--- Extrait ---
....................

Si l’impact des absences sur les entreprises québécoises est indéniable, comment le définir plus précisément ? Selon les données du Conference Board, l’absentéisme coûterait annuellement 16,6 milliards de dollars aux entreprises canadiennes.

« Au Québec, cela représente 7,5 jours dans le secteur privé et 13,2 jours dans les secteurs public et syndiqué. La moyenne québécoise est de 10,8 jours par employé, contre 9,3 jours pour le reste du Canada », note David Willows, vice-président, Solutions de marchés stratégiques à Green Shield Canada. « Toutefois, ces données doivent être contextualisées par rapport aux milieux syndiqués, qui affichent de plus hauts taux, ainsi qu’aux travailleurs plus âgés, qui sont plus nombreux au Québec. »

« Le calcul de l’impact s’évalue différemment selon qu’une organisation l’intègre ou non à son calcul du pourcentage de la masse salariale », indique Claudine Ducharme, associée responsable des services-conseils en santé et en assurance collective pour l’Est du Canada chez Morneau Shepell. « Mais l’impact se ressent tout de même dans les coûts directs et indirects, ces derniers étant habituellement trois fois plus importants. »

Étonnamment, très peu d’entreprises auraient conscience de cet impact. La faute à un manque d’étalon de mesure ? Selon une enquête de Normandin Beaudry, seulement 42 % des entreprises mesurent leur taux d’absentéisme. « Les PME évoquent l’absence de ressources dédiées et les grandes entreprises ne s’en soucient guère », révèle Julie Cousineau, conseillère principale en assurance collective chez Normandin Beaudry.

Ce qui n’empêche pas l’absentéisme d’affecter la performance et la rentabilité des organisations au quotidien. « Sur le plan des coûts directs, on note les prestations de remplacement de revenu et les primes d’assurance chargées aux employeurs », détaille Christine Potvin, vice-présidente adjointe, invalidité groupe à la Financière Sun Life. « Indirectement, il faut compter la perte de productivité, les coûts de remplacement et de formation. La gestion quotidienne des affaires s’en trouve aussi affectée. »

Proactivité et productivité
Si les experts confirment le besoin d’agir sur l’absentéisme, on leur demande souvent « pourquoi ? ». Les réponses sont instantanées. « Parce que les conséquences sont importantes, notamment sur les coûts et les ressources humaines, particulièrement dans les PME, où les absents ne sont pas remplacés, ce qui signifie une surcharge de travail pour les autres », explique Claudine Ducharme, ajoutant qu’un peu plus de la moitié (52 %) des absences ne sont pas liées à la maladie.

En effet, les engagements personnels, les obligations familiales, le besoin d’évacuer le stress ou de récupérer ainsi que le manque de motivation auraient une plus grande incidence sur l’absentéisme que le simple rhume ou la fracture occasionnelle. « Devant cette réalité, pourquoi les employeurs demandent-ils encore des billets de médecin ? », demande Mme Ducharme.

....................

--- Provenance des données ---
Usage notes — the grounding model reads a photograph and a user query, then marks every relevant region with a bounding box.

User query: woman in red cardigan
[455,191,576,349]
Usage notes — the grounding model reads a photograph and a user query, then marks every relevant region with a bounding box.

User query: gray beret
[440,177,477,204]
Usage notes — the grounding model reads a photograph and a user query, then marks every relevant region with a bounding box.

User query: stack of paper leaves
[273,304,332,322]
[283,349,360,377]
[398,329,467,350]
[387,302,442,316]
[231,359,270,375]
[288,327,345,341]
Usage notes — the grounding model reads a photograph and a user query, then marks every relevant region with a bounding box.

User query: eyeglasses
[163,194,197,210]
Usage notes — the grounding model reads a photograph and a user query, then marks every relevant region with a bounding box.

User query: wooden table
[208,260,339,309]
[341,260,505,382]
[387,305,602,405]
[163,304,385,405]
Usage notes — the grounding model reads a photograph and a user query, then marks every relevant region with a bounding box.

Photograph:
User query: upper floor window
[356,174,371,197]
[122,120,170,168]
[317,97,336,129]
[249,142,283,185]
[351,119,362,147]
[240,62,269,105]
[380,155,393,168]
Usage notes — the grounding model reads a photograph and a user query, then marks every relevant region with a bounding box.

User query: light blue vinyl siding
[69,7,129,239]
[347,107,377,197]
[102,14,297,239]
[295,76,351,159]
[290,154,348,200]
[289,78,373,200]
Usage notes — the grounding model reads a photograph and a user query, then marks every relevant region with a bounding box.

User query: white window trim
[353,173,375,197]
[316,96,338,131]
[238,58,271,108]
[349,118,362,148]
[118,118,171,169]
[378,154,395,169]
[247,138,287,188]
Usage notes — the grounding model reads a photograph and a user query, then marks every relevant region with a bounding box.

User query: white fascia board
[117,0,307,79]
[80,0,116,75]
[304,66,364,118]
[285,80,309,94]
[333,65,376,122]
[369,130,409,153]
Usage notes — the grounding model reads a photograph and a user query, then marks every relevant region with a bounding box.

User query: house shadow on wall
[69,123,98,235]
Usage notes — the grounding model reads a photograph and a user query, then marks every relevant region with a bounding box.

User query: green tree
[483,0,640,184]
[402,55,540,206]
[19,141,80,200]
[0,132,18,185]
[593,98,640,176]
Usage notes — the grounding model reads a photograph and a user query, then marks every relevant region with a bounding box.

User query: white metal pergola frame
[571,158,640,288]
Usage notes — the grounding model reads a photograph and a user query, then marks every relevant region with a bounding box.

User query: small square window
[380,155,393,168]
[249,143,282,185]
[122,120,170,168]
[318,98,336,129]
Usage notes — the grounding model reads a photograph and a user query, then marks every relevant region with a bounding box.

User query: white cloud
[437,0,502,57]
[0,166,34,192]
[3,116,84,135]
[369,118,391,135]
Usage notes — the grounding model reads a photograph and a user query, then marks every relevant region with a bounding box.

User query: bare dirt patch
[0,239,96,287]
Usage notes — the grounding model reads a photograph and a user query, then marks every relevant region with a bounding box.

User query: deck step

....................

--- Énoncé ---
Répondez aux questions suivantes à partir de l'extrait sur l'absentéisme.
1. Selon les données du Conference Board, combien l'absentéisme coûterait-il chaque année aux entreprises canadiennes ?
2. D'après l'enquête de Normandin Beaudry, quel pourcentage des entreprises mesurent leur taux d'absentéisme ?
3. Selon Claudine Ducharme, quelle part des absences n'est pas liée à la maladie ?

--- Corrigé ---
1. 16,6 milliards de dollars.
2. 42 %.
3. Un peu plus de la moitié, soit 52 %.